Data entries
______

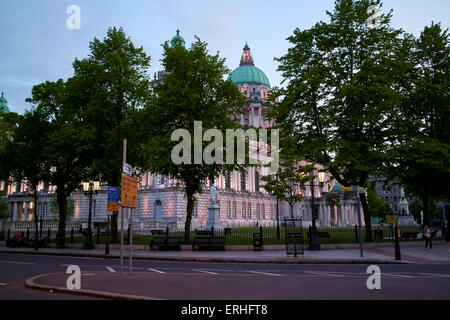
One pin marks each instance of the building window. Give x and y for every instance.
(256, 181)
(243, 181)
(228, 180)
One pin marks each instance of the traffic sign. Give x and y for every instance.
(129, 191)
(113, 199)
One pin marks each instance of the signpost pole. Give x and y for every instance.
(131, 239)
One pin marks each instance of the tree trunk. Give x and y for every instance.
(365, 206)
(426, 208)
(187, 226)
(62, 205)
(36, 218)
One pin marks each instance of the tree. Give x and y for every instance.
(193, 89)
(112, 84)
(26, 145)
(67, 145)
(340, 89)
(378, 208)
(288, 183)
(420, 155)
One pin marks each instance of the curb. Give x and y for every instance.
(82, 292)
(287, 260)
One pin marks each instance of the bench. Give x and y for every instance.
(408, 235)
(321, 234)
(164, 243)
(205, 239)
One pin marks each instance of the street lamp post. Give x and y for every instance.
(314, 243)
(90, 188)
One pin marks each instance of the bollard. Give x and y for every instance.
(98, 235)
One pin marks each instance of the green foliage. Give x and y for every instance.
(339, 89)
(193, 89)
(420, 153)
(69, 208)
(377, 206)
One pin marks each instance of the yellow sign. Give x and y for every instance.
(391, 219)
(129, 191)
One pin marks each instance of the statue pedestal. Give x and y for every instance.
(213, 217)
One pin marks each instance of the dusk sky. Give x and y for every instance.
(37, 46)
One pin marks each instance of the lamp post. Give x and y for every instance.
(89, 188)
(314, 243)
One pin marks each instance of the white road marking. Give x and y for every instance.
(395, 275)
(154, 270)
(266, 273)
(324, 274)
(436, 275)
(208, 272)
(17, 262)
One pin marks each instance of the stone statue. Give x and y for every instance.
(214, 195)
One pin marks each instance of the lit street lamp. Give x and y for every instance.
(314, 243)
(89, 188)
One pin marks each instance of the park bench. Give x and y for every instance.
(164, 242)
(409, 235)
(205, 239)
(321, 234)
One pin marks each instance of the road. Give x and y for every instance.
(232, 281)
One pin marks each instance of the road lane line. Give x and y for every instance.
(324, 274)
(17, 262)
(208, 272)
(436, 275)
(396, 275)
(154, 270)
(266, 273)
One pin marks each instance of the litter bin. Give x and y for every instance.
(378, 234)
(257, 241)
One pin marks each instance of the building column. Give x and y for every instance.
(15, 211)
(25, 212)
(260, 118)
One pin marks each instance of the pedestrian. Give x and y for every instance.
(446, 234)
(428, 235)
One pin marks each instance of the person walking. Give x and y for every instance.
(446, 234)
(427, 234)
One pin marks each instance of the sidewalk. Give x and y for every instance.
(373, 254)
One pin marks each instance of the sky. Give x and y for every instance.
(36, 45)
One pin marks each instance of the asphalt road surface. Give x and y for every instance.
(232, 281)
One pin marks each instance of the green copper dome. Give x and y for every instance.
(246, 74)
(177, 40)
(3, 104)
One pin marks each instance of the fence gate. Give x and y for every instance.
(294, 236)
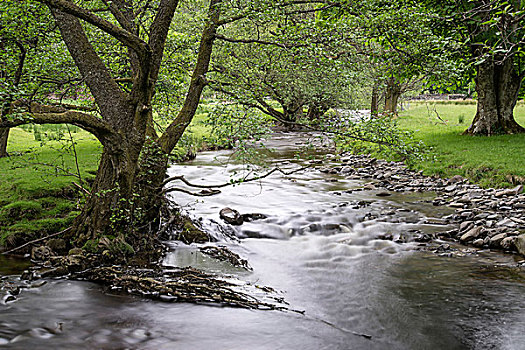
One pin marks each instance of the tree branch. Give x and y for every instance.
(231, 183)
(125, 37)
(98, 127)
(174, 131)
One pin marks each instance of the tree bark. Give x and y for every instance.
(374, 103)
(497, 86)
(393, 92)
(315, 112)
(4, 135)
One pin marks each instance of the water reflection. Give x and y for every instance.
(323, 255)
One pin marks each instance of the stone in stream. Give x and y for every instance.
(519, 243)
(471, 234)
(231, 216)
(507, 242)
(496, 240)
(478, 243)
(253, 217)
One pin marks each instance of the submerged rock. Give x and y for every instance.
(231, 216)
(519, 243)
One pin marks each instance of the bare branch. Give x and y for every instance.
(125, 37)
(36, 241)
(231, 183)
(98, 127)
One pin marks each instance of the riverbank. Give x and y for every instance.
(47, 177)
(495, 161)
(484, 218)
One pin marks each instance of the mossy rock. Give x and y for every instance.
(189, 233)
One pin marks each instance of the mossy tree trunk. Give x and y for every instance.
(392, 95)
(4, 135)
(374, 103)
(126, 196)
(497, 85)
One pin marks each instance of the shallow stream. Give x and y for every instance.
(320, 248)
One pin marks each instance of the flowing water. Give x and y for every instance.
(320, 249)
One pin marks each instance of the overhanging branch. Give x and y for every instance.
(98, 127)
(125, 37)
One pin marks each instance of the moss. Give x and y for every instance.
(21, 209)
(91, 246)
(189, 233)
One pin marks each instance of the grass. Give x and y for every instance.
(37, 195)
(495, 161)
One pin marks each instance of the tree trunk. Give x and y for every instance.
(497, 86)
(393, 92)
(374, 104)
(292, 112)
(315, 112)
(4, 135)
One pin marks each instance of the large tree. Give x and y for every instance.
(118, 48)
(492, 35)
(284, 65)
(125, 194)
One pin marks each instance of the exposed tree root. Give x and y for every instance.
(177, 285)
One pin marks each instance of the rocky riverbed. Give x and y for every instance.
(484, 218)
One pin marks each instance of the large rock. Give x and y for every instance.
(471, 234)
(519, 243)
(231, 216)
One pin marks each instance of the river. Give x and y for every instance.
(318, 250)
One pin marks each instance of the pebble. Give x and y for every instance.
(485, 217)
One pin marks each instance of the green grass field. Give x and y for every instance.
(37, 194)
(496, 161)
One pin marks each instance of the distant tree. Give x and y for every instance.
(492, 34)
(284, 65)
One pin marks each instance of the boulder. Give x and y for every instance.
(519, 243)
(471, 234)
(231, 216)
(496, 240)
(253, 216)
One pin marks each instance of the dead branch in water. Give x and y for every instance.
(36, 241)
(210, 190)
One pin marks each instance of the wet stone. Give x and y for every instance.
(478, 243)
(496, 240)
(471, 234)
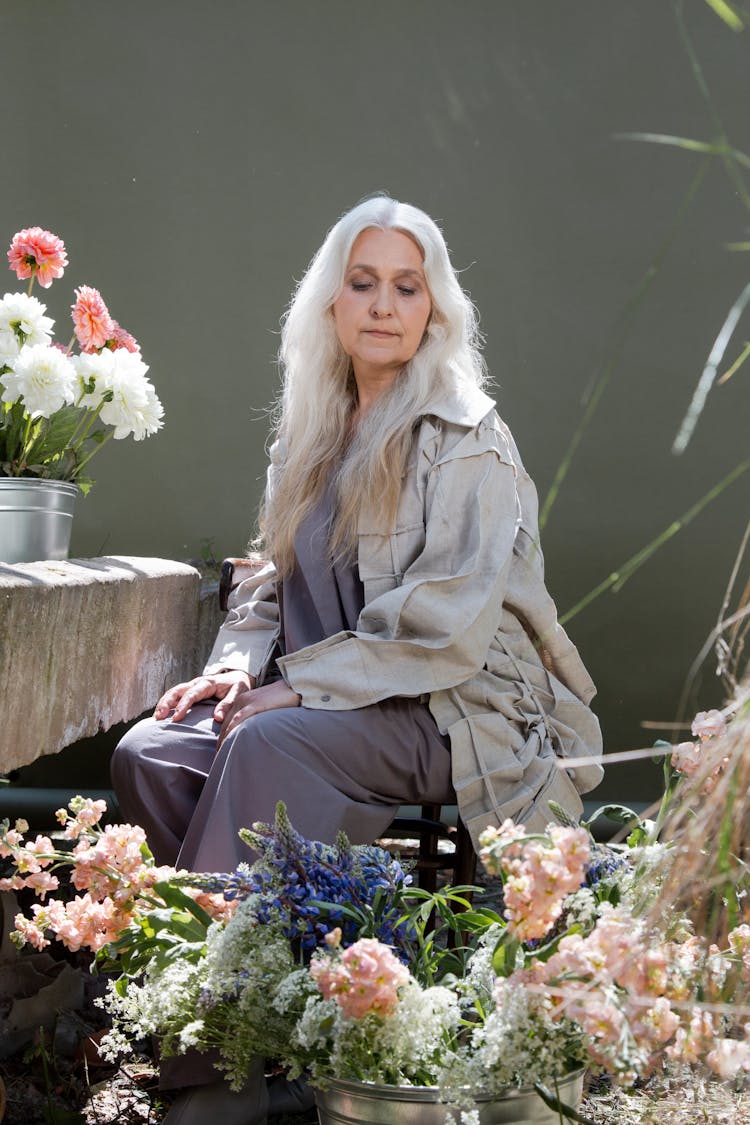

______

▸ What is needed:
Without copying any images, transcribe the records exactly as they stand.

▸ Written solution:
One pin marks each instance of the building window. Give x and y for every instance.
(256, 181)
(243, 181)
(228, 180)
One pin marks each instance of the traffic sign. Give x and y for every instance.
(129, 191)
(113, 199)
One pin marks each instance of the signpost pole. Give x and y for every instance.
(131, 239)
One pin marks each instance of the tree trunk. Give x and y for every instance.
(365, 206)
(426, 208)
(187, 226)
(62, 205)
(36, 218)
One pin marks each instance of the tree. Give x and y for every instance.
(193, 89)
(112, 84)
(26, 145)
(67, 145)
(340, 89)
(378, 208)
(288, 183)
(420, 155)
One pin marks each instance of the curb. Give x and y for every instance.
(82, 292)
(287, 260)
One pin marks each instance of the bench. Give x and y for every instance.
(408, 235)
(321, 234)
(164, 243)
(205, 239)
One pin marks each instance of the street lamp post. Give x and y for every instance.
(314, 243)
(90, 188)
One pin marks each instance of the bollard. Give x and y for every instance.
(98, 235)
One pin marks each instance of the green foliage. Give x and y for every instance.
(339, 89)
(193, 89)
(420, 153)
(69, 208)
(377, 206)
One pin marks each instance of the yellow sign. Give x and y for every instance.
(391, 219)
(129, 191)
One pin marks each instance of the statue pedestal. Give x and y for every instance.
(213, 217)
One pin marks each instance of the dusk sky. Give x and y for every instance.
(37, 46)
One pin marks each instance of the lamp post. Give x and y for every instance.
(89, 188)
(314, 243)
One pin marks each instance of the white road marking. Give x and y for every instance.
(395, 275)
(154, 270)
(266, 273)
(324, 274)
(436, 275)
(208, 272)
(17, 262)
One pin marks each instance of the stone statue. Give x and y for every instance.
(214, 195)
One pin marks each instance of the lit street lamp. Give x and y for every instance.
(314, 243)
(89, 188)
One pin marks each instance of the park bench. Give x and y for every instance.
(164, 242)
(409, 235)
(205, 239)
(321, 234)
One pin marks each instance of the road. Give x and y for every instance.
(232, 281)
One pin marks each instance of the road lane line. Give x and y for every instance.
(324, 274)
(17, 262)
(208, 272)
(436, 275)
(396, 275)
(154, 270)
(266, 273)
One pin marks each instance of the litter bin. Give x and y for every instance.
(378, 234)
(257, 241)
One pin marks each instance of the building column. Give x and y for every instance.
(15, 211)
(25, 212)
(260, 118)
One pin marks each instance of the pedestrian. Give x and y for every instance.
(446, 234)
(428, 235)
One pin marks each instance of the person walking. Give x and y for every instance.
(446, 234)
(427, 234)
One pin marks each instance of the sidewalk. Give x and y for every instance.
(373, 254)
One pin marks each instance of the sky. Give x and y for every instance.
(36, 45)
One pin marks each instance of the asphalt road surface. Give x and y for every instance.
(232, 281)
One pin marks each instance of the green copper dome. Give x and y for every instance.
(246, 74)
(177, 40)
(3, 104)
One pin marks each instance of the fence gate. Give x and y for every instance.
(294, 236)
One pin marks each instance of the tree branch. Give x and y for every instance.
(231, 183)
(125, 37)
(98, 127)
(174, 131)
One pin marks each instance of the tree bark. Give x and y for every instance.
(374, 103)
(497, 86)
(393, 92)
(315, 112)
(4, 135)
One pin marks each instance of the water reflection. Give x and y for every instance.
(323, 255)
One pin marks each instance of the stone in stream. Give x and y for every instance.
(519, 243)
(471, 234)
(231, 216)
(507, 242)
(496, 240)
(478, 243)
(253, 217)
One pin marks each instance of the submerged rock. Give x and y for every instance.
(231, 216)
(519, 243)
One pin marks each instance of the bare branch. Give x and y for every instance.
(125, 37)
(36, 241)
(231, 183)
(98, 127)
One pin marks each instance of the riverbank. Give x and y for every instance.
(47, 177)
(495, 161)
(484, 218)
One pin marks each instance of the mossy rock. Give x and y for every instance.
(189, 233)
One pin marks each instance of the mossy tree trunk. Give x and y for every instance.
(392, 95)
(4, 135)
(374, 103)
(126, 196)
(497, 85)
One pin marks each instance of the shallow stream. Give x and y for every instance.
(320, 248)
One pin marks each instance of the flowing water. Give x and y for every instance.
(320, 249)
One pin marks each instance of the overhanging branch. Give x and y for every instance.
(98, 127)
(125, 37)
One pin marks each instance of the moss. Give x and y for every instance.
(21, 209)
(91, 246)
(189, 233)
One pin marks each instance of the grass. Give x and y for every instance.
(37, 195)
(495, 161)
One pin marks each instance of the tree trunk. Give x and y for every instance.
(497, 86)
(393, 92)
(374, 104)
(292, 112)
(315, 112)
(4, 135)
One pin marks each instance of the large tree. Give x and y for every instance.
(118, 48)
(492, 35)
(284, 65)
(125, 194)
One pin marks each instance of the exposed tree root. Give x and y for every instance.
(177, 285)
One pin marks each instance of the rocky riverbed. Give x and y for every instance.
(484, 218)
One pin marks each instance of the large rock. Give x and y for every instance.
(471, 234)
(519, 243)
(231, 216)
One pin marks each instance of the river. Give x and y for every instance.
(318, 250)
One pin marks each instance of the pebble. Give x and y for every instance.
(485, 217)
One pin marks each instance of the green grass field. Give x and y for every instance.
(37, 194)
(496, 161)
One pin marks each instance of the distant tree. Give x and y for every instance.
(492, 34)
(284, 65)
One pin marks each instance of the boulder. Give x and y for every instance.
(519, 243)
(471, 234)
(231, 216)
(496, 240)
(253, 216)
One pin marks each instance of the dead branch in water. Give x and y for every instance.
(36, 241)
(210, 190)
One pin marks each instance of the wet stone. Give x and y for every instance.
(478, 243)
(496, 240)
(471, 234)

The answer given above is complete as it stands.